>> begin
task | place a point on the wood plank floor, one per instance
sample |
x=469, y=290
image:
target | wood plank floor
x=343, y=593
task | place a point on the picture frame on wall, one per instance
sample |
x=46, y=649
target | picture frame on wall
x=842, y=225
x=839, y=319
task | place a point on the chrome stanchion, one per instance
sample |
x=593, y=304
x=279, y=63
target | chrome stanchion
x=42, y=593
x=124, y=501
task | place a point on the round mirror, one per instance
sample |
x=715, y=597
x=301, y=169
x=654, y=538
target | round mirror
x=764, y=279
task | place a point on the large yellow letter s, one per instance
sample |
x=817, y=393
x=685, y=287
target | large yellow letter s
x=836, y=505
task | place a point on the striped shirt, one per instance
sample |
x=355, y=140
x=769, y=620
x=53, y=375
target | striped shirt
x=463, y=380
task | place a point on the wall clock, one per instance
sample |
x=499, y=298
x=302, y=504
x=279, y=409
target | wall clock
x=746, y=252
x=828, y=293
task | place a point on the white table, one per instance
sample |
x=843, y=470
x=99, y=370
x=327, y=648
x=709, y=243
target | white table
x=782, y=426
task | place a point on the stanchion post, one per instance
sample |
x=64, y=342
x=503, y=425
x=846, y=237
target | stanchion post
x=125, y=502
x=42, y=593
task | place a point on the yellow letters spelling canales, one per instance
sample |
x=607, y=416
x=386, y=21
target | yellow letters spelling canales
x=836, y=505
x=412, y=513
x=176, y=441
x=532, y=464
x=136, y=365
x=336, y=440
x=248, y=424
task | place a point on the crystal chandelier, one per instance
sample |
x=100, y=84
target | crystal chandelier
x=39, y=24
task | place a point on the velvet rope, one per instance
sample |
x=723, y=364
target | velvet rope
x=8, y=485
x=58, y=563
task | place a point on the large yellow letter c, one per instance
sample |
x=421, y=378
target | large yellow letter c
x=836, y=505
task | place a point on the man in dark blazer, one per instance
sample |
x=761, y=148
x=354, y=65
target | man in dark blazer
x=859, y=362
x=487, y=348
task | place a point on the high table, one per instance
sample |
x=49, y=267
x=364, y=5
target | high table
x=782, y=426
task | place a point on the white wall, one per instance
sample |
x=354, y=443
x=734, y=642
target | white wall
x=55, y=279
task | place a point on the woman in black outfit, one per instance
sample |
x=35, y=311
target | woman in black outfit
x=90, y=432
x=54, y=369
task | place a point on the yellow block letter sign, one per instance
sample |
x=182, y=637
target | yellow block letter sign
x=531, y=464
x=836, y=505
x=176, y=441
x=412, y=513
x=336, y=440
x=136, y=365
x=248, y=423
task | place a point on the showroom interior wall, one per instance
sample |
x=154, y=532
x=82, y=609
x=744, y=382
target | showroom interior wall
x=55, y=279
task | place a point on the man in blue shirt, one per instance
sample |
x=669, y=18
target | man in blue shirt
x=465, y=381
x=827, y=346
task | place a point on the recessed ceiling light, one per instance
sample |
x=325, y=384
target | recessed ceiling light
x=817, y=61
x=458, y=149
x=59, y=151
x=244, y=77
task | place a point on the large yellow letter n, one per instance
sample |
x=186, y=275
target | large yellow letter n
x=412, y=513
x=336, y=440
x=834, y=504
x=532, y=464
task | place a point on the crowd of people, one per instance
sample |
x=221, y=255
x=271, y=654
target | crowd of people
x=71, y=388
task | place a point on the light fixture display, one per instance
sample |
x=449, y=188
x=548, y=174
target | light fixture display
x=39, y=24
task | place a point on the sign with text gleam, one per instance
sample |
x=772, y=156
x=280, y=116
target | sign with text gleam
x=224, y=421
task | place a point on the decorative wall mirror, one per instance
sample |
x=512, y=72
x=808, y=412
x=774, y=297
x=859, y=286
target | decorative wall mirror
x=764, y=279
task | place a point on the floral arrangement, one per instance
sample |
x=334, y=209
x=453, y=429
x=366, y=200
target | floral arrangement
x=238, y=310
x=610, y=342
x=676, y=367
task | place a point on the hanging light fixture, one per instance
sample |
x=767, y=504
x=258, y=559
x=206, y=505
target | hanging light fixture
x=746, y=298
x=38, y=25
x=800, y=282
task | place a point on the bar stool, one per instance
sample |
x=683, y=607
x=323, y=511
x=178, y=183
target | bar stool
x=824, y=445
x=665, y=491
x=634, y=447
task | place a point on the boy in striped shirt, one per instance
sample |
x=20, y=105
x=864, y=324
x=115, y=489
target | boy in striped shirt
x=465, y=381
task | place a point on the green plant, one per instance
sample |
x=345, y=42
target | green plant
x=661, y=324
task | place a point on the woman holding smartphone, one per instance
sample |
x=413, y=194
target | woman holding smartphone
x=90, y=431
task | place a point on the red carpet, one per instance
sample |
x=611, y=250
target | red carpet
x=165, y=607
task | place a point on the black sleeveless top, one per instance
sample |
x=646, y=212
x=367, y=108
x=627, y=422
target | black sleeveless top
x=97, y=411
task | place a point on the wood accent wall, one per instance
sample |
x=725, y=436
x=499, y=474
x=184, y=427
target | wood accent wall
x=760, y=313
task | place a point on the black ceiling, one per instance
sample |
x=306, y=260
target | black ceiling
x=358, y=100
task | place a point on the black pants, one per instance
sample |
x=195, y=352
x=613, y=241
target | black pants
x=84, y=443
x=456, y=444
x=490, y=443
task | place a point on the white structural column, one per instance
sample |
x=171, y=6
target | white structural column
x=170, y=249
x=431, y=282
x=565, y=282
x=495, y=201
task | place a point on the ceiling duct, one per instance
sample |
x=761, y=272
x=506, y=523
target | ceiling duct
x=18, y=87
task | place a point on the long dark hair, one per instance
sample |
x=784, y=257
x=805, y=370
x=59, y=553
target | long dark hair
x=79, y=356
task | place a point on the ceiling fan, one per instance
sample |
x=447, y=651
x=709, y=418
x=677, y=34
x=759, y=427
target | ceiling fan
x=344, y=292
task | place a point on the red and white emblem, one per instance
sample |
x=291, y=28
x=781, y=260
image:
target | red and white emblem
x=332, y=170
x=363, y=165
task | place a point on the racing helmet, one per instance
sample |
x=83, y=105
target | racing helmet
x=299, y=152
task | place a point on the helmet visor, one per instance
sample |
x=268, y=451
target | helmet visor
>> end
Problem description: In the data, take the lines between the one holding "task | place a point on the bar" and the one holding "x=661, y=324", inclusive, and write them out again with "green plant" replaced by "potted plant" and everything else unchanged.

Exercise result:
task | place a point on the bar stool, one per instance
sample |
x=683, y=607
x=323, y=511
x=178, y=183
target | bar stool
x=824, y=445
x=665, y=491
x=634, y=447
task | place a point on the boy in striped shirt, one per instance
sample |
x=20, y=105
x=864, y=324
x=115, y=489
target | boy in striped shirt
x=465, y=381
task | place a point on the potted plant, one per instance
sample |
x=345, y=42
target | potted plant
x=661, y=324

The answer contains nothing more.